Look through the records below and collect all lines that hold the string "keypoint".
------
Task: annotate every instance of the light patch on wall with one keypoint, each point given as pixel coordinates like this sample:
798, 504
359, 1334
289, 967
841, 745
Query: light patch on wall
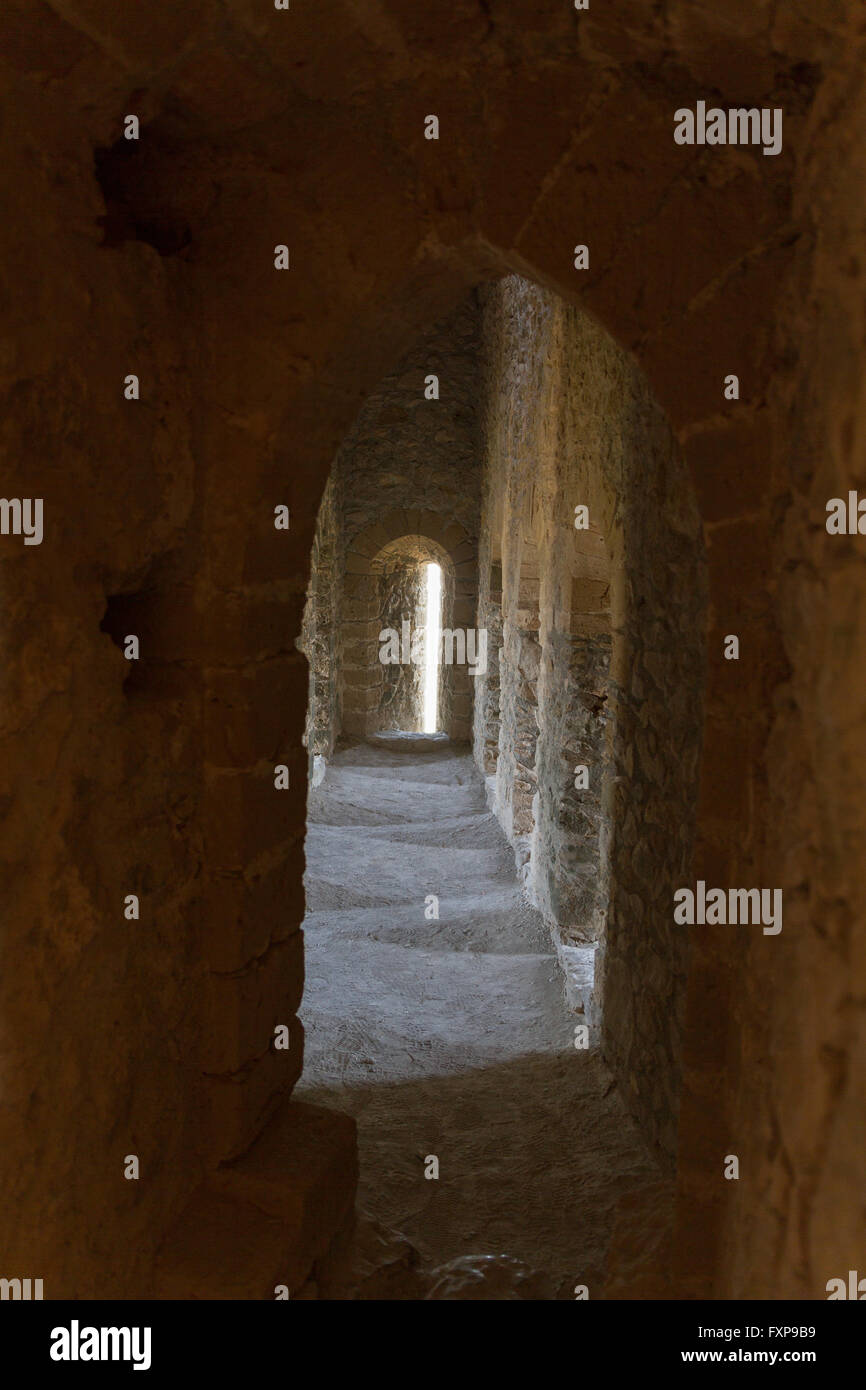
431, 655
------
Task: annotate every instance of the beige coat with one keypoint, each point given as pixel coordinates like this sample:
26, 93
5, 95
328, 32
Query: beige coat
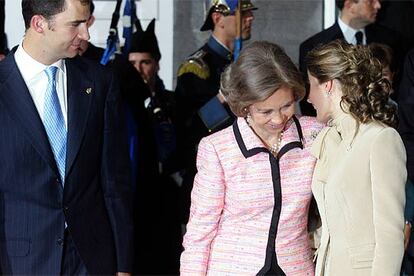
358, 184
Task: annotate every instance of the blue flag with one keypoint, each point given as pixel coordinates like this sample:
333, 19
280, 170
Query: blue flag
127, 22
------
*Result*.
Task: annotate every instance of the light patch on wall with one keypoint, each point given as pixel coordinates like this sample:
Task: annotate every instance of the beige coat with one keypoint, each point given as pixel coordinates like this sample:
Task: annotate every instance of the blue flag with one keypoint, each point given as pixel coordinates like this sample:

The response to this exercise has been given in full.